**TASK A**
Copy the following post about a slow CPU clock speed word for word, in full.

**ARTICLE**
--
A couple of years ago I noticed my CPU runs at 1.09GHz. This did not seem right and I was pretty sure it should be around 1.8GHz. BIOS reads 166MHz fsb (CPU-Z disagrees) and 11x multiplier which should work out to 1.8ghz? My processor is AMD athlon XP. I think I remember it was a 2500+ athlon, but CPU-Z won't tell me that detail and scraping off the thermal paste to check is just something I never got around to doing. I think my BIOS was borked by my friend or he got a bad version. I've never messed with BIOS before. With all the risk and dire warnings and need to backup, possibility of having to scrap and replace my machine, it just never seemed that crucial to undertake.
--
**TASK B**
Give the rows below as a JSON list of strings, one per line and skipping blank lines, from the line with "Question. The picture above shows the whiteboard frame." through the last line of the rows.
--
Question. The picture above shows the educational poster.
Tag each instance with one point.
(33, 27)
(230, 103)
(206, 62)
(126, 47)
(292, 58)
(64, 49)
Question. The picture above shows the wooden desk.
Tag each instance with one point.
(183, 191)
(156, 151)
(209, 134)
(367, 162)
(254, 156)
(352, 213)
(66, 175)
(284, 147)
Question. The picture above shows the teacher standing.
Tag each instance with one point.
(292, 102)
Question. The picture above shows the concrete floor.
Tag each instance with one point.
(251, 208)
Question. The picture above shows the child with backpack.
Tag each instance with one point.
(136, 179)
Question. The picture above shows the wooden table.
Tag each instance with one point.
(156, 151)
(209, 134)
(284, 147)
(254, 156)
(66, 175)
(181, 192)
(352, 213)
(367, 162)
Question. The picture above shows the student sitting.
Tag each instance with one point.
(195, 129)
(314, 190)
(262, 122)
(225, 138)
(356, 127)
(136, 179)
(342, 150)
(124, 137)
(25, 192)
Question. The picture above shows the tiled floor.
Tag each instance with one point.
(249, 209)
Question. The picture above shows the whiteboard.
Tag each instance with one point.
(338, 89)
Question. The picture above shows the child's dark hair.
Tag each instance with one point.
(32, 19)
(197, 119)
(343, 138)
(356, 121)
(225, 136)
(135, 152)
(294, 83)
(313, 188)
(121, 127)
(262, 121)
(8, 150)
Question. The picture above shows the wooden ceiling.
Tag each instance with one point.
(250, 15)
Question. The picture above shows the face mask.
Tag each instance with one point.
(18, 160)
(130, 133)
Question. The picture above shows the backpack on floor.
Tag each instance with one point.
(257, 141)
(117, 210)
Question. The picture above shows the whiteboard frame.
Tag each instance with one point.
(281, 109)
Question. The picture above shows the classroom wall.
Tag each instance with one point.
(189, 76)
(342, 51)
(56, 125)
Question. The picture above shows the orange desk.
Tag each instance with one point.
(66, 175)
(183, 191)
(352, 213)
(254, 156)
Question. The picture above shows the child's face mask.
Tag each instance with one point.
--
**CORRECT RESPONSE A**
A couple of years ago I noticed my CPU runs at 1.09GHz. This did not seem right and I was pretty sure it should be around 1.8GHz. BIOS reads 166MHz fsb (CPU-Z disagrees) and 11x multiplier which should work out to 1.8ghz? My processor is AMD athlon XP. I think I remember it was a 2500+ athlon, but CPU-Z won't tell me that detail and scraping off the thermal paste to check is just something I never got around to doing. I think my BIOS was borked by my friend or he got a bad version. I've never messed with BIOS before. With all the risk and dire warnings and need to backup, possibility of having to scrap and replace my machine, it just never seemed that crucial to undertake.

**CORRECT RESPONSE B**
[
  "Question. The picture above shows the whiteboard frame.",
  "Tag each instance with one point.",
  "(281, 109)",
  "Question. The picture above shows the classroom wall.",
  "Tag each instance with one point.",
  "(189, 76)",
  "(342, 51)",
  "(56, 125)",
  "Question. The picture above shows the orange desk.",
  "Tag each instance with one point.",
  "(66, 175)",
  "(183, 191)",
  "(352, 213)",
  "(254, 156)",
  "Question. The picture above shows the child's face mask.",
  "Tag each instance with one point."
]